Pointing dataset excerpts:

▼▼▼

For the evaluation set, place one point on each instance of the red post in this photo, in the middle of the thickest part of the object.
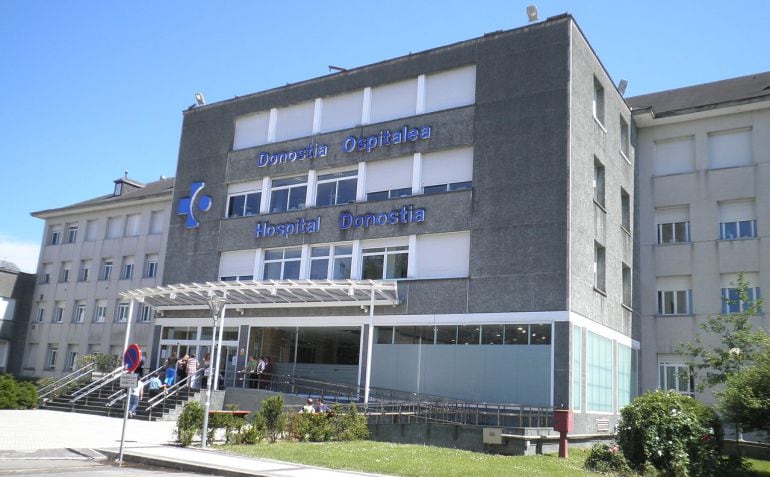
(562, 422)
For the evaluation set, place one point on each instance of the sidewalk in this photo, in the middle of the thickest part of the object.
(149, 443)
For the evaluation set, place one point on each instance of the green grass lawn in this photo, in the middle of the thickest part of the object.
(418, 460)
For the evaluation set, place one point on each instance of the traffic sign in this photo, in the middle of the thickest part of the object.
(132, 357)
(129, 380)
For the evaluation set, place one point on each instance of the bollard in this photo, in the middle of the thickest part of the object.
(562, 422)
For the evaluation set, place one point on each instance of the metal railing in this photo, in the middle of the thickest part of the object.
(96, 385)
(64, 382)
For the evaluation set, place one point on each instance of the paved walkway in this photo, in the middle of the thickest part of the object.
(32, 432)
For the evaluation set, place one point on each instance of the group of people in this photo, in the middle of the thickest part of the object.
(317, 407)
(258, 372)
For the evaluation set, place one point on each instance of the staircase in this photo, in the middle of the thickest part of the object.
(107, 398)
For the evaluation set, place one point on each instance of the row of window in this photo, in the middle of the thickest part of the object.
(99, 314)
(426, 93)
(440, 171)
(485, 334)
(427, 256)
(115, 227)
(729, 148)
(679, 302)
(85, 273)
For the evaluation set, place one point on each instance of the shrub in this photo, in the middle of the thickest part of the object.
(674, 433)
(274, 416)
(189, 423)
(349, 426)
(9, 391)
(608, 460)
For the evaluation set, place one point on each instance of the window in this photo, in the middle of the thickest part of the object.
(100, 312)
(58, 312)
(55, 237)
(92, 231)
(389, 179)
(599, 267)
(127, 270)
(336, 188)
(50, 359)
(72, 233)
(157, 221)
(733, 302)
(85, 270)
(151, 266)
(447, 170)
(676, 377)
(385, 263)
(624, 138)
(106, 269)
(625, 210)
(288, 194)
(114, 227)
(65, 271)
(332, 262)
(598, 102)
(241, 205)
(626, 278)
(132, 225)
(122, 312)
(674, 156)
(145, 315)
(673, 224)
(598, 182)
(282, 264)
(736, 220)
(730, 148)
(80, 312)
(598, 373)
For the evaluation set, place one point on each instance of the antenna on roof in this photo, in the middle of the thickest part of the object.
(532, 13)
(622, 87)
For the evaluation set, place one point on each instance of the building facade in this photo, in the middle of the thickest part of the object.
(16, 290)
(492, 179)
(91, 251)
(704, 210)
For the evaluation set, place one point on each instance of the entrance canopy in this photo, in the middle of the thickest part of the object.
(268, 294)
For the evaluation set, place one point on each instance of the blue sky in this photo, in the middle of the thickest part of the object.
(92, 88)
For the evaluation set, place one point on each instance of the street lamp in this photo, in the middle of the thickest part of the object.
(216, 306)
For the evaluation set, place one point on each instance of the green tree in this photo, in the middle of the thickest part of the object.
(746, 396)
(738, 343)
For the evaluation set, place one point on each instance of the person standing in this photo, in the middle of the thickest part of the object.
(192, 369)
(170, 364)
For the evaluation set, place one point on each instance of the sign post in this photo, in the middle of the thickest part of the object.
(128, 380)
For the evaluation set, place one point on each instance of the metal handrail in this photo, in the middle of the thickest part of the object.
(173, 390)
(120, 394)
(96, 385)
(64, 381)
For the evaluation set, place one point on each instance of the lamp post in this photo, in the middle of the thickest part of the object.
(217, 306)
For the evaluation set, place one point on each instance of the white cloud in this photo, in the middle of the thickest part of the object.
(23, 254)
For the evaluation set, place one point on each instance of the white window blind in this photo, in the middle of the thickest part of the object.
(295, 121)
(730, 148)
(443, 255)
(390, 174)
(450, 89)
(342, 111)
(237, 263)
(251, 130)
(447, 167)
(673, 156)
(395, 100)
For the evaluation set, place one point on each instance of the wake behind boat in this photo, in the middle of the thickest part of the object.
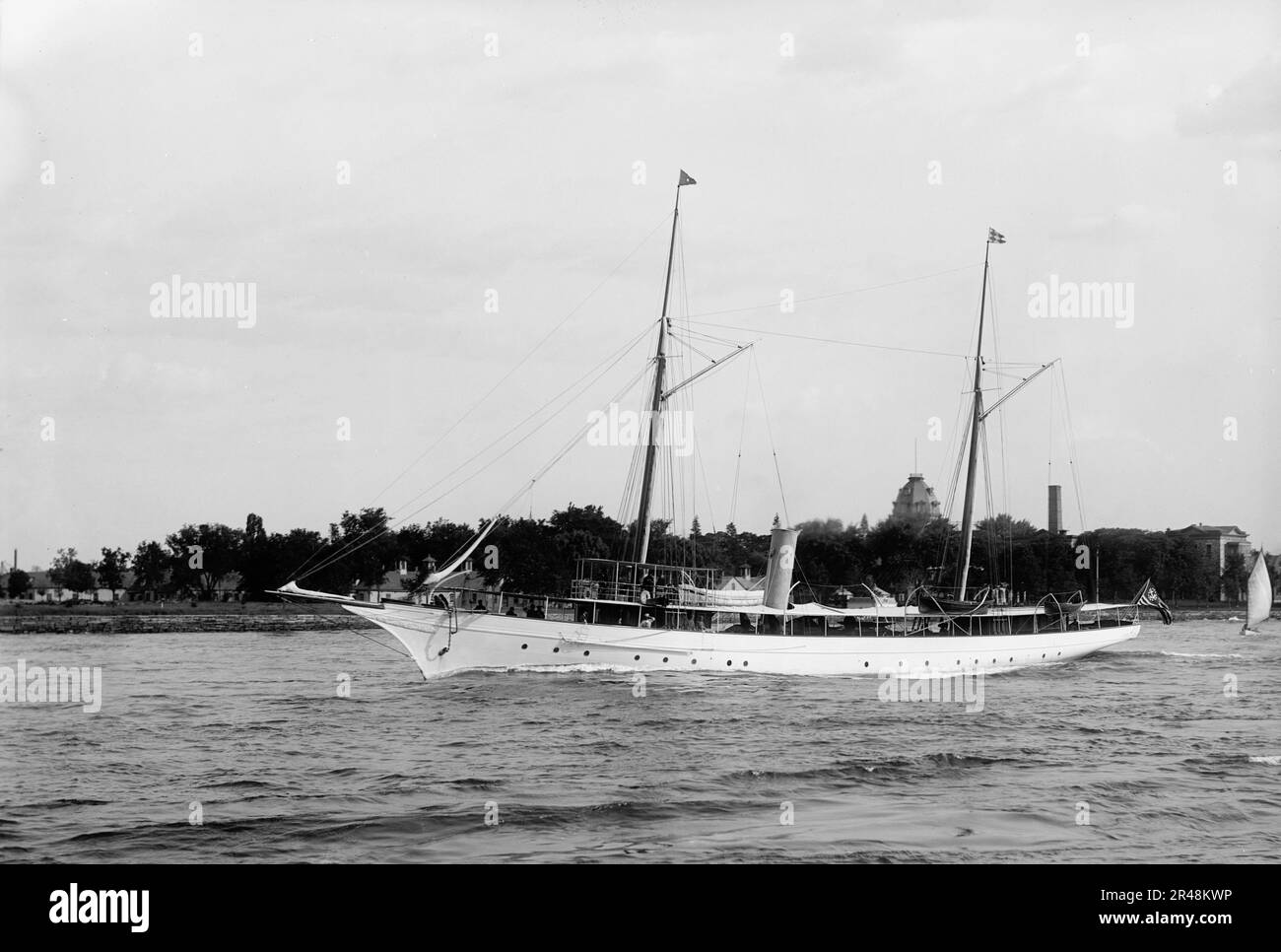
(637, 614)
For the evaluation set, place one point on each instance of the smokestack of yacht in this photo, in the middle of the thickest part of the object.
(777, 576)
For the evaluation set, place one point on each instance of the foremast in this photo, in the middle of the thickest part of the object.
(994, 238)
(641, 550)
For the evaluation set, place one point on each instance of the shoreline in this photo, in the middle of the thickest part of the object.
(265, 617)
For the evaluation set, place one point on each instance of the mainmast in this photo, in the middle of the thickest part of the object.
(656, 404)
(994, 238)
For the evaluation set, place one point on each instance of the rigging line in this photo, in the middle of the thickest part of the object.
(400, 520)
(504, 378)
(530, 353)
(512, 499)
(742, 435)
(382, 645)
(838, 294)
(1049, 430)
(708, 338)
(832, 340)
(1071, 435)
(774, 451)
(1000, 417)
(342, 551)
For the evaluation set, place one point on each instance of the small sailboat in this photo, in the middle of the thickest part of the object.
(640, 615)
(1258, 593)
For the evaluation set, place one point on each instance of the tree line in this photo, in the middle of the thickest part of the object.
(538, 556)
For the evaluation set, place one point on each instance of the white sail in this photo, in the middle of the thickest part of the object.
(1258, 596)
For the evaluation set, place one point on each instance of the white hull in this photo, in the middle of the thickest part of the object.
(501, 643)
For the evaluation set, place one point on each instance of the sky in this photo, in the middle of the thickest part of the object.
(449, 213)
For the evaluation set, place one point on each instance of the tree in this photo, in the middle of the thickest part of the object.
(20, 583)
(371, 547)
(150, 567)
(60, 566)
(110, 568)
(1235, 575)
(255, 563)
(201, 556)
(71, 573)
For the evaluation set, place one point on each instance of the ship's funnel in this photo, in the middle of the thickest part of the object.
(777, 576)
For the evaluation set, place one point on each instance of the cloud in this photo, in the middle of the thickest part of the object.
(1247, 107)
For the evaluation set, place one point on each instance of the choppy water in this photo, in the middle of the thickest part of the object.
(703, 767)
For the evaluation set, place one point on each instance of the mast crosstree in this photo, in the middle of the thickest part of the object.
(656, 402)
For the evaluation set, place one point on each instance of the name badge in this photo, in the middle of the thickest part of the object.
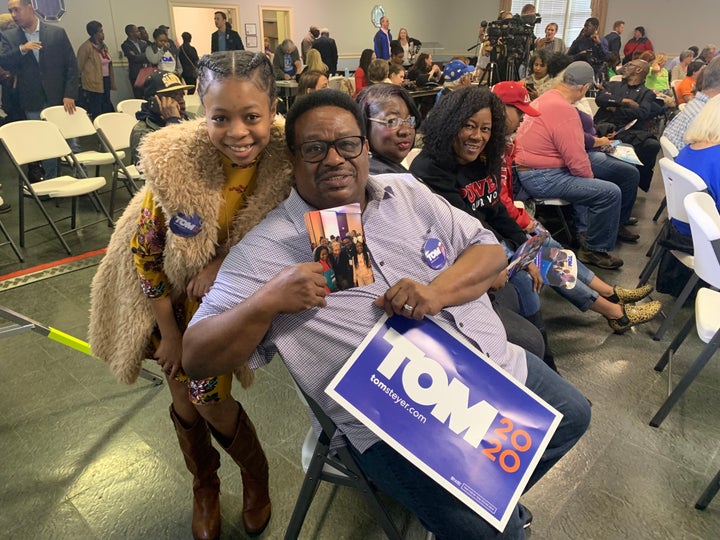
(434, 253)
(184, 225)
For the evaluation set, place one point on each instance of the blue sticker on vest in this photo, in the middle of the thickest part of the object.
(434, 253)
(184, 225)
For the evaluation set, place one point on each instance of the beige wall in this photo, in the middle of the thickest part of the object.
(453, 23)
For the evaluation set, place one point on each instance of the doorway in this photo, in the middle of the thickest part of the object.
(276, 24)
(199, 20)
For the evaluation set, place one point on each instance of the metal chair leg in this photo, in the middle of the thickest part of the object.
(697, 366)
(675, 345)
(660, 209)
(710, 492)
(677, 306)
(11, 243)
(650, 266)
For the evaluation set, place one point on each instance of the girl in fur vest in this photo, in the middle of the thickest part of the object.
(208, 183)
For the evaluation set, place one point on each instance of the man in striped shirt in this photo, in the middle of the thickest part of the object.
(258, 308)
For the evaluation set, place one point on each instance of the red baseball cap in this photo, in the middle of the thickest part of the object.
(515, 94)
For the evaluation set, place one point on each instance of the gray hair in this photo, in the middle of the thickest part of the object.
(705, 128)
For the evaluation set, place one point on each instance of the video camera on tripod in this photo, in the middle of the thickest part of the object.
(514, 33)
(511, 41)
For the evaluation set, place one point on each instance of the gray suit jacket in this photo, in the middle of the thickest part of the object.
(48, 81)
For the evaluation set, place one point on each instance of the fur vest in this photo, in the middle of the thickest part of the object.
(184, 172)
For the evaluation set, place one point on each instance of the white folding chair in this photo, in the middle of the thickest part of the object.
(27, 141)
(130, 106)
(114, 131)
(335, 466)
(75, 125)
(705, 226)
(679, 183)
(8, 239)
(670, 151)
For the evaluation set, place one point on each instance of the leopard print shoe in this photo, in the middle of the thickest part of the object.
(633, 315)
(621, 295)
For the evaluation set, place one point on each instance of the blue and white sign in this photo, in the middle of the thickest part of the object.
(432, 396)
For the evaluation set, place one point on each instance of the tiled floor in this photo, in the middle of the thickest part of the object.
(86, 457)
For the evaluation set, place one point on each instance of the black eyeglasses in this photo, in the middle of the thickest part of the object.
(395, 123)
(346, 147)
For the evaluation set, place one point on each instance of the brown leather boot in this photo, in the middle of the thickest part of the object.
(202, 461)
(246, 451)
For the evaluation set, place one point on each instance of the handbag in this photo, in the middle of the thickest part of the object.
(142, 76)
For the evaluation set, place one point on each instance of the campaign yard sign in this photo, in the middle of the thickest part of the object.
(428, 393)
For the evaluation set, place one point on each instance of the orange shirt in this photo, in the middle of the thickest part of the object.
(685, 87)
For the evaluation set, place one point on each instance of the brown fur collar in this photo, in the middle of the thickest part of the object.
(184, 171)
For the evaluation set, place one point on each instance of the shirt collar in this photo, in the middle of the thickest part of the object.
(297, 207)
(35, 30)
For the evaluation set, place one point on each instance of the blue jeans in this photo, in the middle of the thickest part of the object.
(437, 509)
(623, 175)
(601, 198)
(581, 295)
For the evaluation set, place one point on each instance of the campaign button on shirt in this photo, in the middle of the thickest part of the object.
(434, 253)
(184, 225)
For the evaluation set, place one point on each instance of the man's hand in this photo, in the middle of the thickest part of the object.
(30, 46)
(534, 272)
(169, 354)
(531, 226)
(297, 288)
(627, 102)
(500, 281)
(410, 299)
(169, 108)
(69, 105)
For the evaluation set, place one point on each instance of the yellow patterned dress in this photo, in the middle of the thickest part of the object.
(148, 245)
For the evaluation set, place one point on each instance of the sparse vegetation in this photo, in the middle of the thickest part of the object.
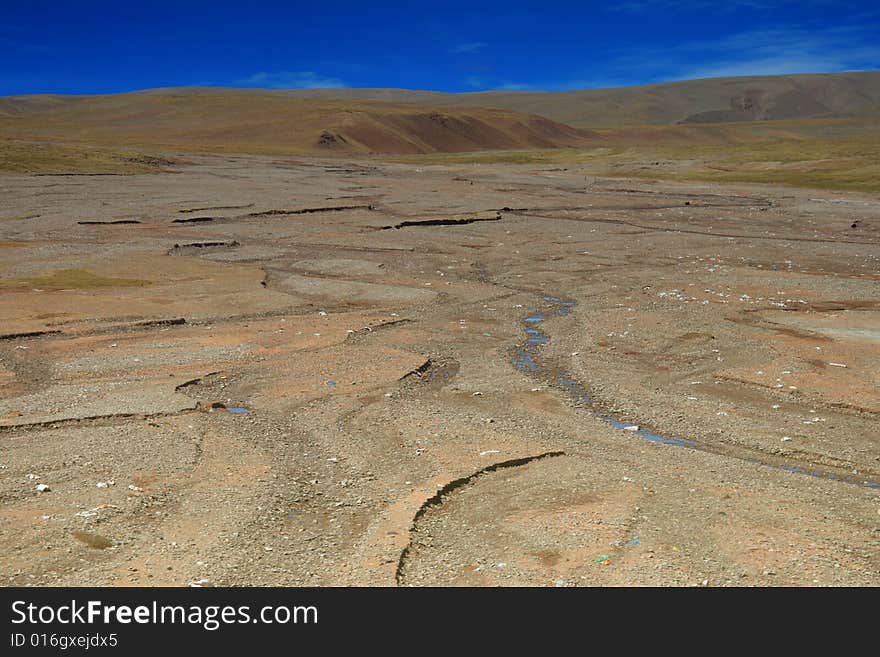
(71, 279)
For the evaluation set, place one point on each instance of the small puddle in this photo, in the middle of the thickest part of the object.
(525, 361)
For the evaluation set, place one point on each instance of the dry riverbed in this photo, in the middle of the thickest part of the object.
(264, 371)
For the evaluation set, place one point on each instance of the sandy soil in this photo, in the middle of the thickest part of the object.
(348, 395)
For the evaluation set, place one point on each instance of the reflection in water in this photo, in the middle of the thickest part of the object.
(525, 362)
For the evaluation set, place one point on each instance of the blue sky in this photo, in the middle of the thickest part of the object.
(101, 46)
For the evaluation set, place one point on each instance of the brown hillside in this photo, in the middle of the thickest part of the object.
(265, 122)
(827, 95)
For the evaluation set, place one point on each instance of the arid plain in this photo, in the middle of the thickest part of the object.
(269, 369)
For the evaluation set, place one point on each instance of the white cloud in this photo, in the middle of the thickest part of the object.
(777, 51)
(468, 48)
(291, 80)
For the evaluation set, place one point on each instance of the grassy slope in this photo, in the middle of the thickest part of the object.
(832, 154)
(276, 124)
(839, 153)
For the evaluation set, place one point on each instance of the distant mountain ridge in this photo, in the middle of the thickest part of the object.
(711, 100)
(399, 121)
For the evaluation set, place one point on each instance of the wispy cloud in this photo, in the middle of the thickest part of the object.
(780, 50)
(777, 51)
(468, 48)
(648, 6)
(291, 80)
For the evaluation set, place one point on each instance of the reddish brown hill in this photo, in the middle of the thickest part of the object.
(253, 122)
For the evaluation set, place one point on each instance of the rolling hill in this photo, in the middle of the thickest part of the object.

▲▲▲

**Problem requirements**
Extract, verbatim, the lines from the one containing "of the arid" through the last line of the listing above.

**Written reply**
For the evaluation set, place one point on each instance of the arid plain in this photo, in the middle of the thickest part of the object.
(269, 369)
For the evaluation set, place one point on each instance of the white cloud in this photo, in the middle of the thickest part of the object.
(777, 51)
(468, 48)
(291, 80)
For the evaluation set, place one point on each instance of the grassy slope in this photo, in the middle of the thickest part of the object.
(832, 154)
(276, 124)
(839, 153)
For the evaluation set, place one point on each instance of the distant mountain ridge in this photo, in the middle of the thickest part of the object.
(711, 100)
(399, 121)
For the evaluation set, place one point on each instance of the wispy cloud in this photo, in the middle of the thickest part of the object.
(780, 50)
(777, 51)
(468, 48)
(648, 6)
(291, 80)
For the evaluation set, place one point on each instance of the reddish brown hill in this photo, in the middle of the thickest part of the object.
(253, 122)
For the evaluation set, place one point on each instance of the rolling hill in this photo, in the middle of the thickest part of the object.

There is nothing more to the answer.